● **EXERCISE BRIEF**: Put each line of the items below into a Markdown table with the columns Row and Line. Number the rows, skip blank lines, and leave out the pictures.

::: RECORDS TO PROCESS :::

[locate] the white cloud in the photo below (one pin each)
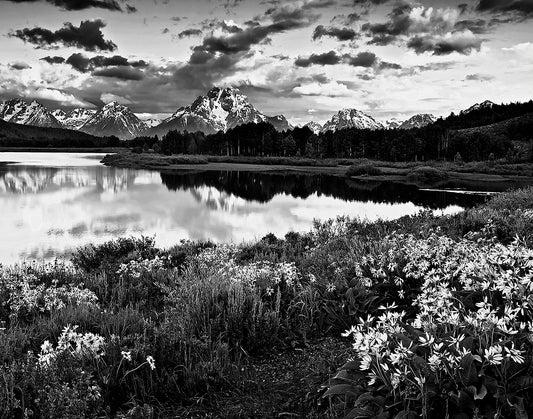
(332, 89)
(110, 97)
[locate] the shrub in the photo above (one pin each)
(364, 169)
(426, 174)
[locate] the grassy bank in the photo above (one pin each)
(438, 311)
(63, 149)
(348, 167)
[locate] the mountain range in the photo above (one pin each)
(219, 110)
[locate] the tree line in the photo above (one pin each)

:::

● **RESPONSE TO THE TASK**:
| Row | Line |
|---|---|
| 1 | [locate] the white cloud in the photo below (one pin each) |
| 2 | (332, 89) |
| 3 | (110, 97) |
| 4 | [locate] the shrub in the photo above (one pin each) |
| 5 | (364, 169) |
| 6 | (426, 174) |
| 7 | [locate] the grassy bank in the photo above (one pin each) |
| 8 | (438, 311) |
| 9 | (63, 149) |
| 10 | (348, 167) |
| 11 | [locate] the mountain range in the photo above (one pin each) |
| 12 | (219, 110) |
| 13 | [locate] the tree line in the photo above (one pin each) |